§ Required task
Count the lines in the records below that contain the string "head", with case counting. Reply with the number alone.

§ Input data
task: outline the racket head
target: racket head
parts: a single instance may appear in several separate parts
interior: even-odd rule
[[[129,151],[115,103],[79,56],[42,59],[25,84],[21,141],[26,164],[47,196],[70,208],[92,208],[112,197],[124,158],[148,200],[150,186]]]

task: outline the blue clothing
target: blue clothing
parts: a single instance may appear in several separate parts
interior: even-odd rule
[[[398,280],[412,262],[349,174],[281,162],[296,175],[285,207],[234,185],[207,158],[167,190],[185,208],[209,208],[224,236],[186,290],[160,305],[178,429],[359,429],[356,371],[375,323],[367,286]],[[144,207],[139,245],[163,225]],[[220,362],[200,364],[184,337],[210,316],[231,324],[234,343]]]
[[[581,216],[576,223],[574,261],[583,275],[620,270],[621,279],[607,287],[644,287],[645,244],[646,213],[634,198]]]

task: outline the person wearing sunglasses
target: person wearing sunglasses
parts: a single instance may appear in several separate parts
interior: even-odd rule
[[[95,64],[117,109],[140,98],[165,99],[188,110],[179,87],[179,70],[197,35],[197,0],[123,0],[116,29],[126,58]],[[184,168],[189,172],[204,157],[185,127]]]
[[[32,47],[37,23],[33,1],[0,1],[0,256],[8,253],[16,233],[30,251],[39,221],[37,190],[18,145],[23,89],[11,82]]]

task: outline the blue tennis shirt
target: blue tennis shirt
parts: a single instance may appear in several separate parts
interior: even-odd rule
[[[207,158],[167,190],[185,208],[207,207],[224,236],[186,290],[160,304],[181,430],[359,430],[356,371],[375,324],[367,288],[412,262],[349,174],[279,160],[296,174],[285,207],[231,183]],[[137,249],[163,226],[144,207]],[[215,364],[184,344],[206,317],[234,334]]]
==
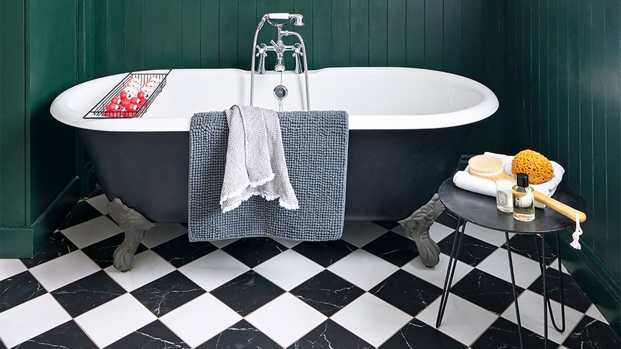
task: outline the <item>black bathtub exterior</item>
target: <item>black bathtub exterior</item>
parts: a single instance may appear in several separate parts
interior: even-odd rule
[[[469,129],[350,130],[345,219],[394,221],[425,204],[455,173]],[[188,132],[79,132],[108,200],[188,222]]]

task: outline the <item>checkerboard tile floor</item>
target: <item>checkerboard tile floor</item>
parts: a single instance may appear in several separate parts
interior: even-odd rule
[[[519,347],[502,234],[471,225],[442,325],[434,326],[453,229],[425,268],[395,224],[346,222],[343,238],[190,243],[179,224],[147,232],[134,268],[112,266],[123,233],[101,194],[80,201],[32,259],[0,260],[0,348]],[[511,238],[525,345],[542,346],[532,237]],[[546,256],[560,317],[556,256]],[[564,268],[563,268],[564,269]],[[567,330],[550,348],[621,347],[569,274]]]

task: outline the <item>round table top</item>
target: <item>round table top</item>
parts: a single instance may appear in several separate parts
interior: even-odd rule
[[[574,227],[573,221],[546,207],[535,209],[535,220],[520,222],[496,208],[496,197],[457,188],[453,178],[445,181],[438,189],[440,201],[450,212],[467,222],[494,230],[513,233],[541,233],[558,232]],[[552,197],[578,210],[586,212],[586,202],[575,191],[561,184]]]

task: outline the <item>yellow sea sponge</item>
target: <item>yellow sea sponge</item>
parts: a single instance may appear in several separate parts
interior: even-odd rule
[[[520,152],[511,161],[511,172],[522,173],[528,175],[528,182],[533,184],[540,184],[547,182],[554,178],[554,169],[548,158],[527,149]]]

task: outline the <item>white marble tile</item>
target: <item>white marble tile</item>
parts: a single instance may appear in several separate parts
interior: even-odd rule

§ Answer
2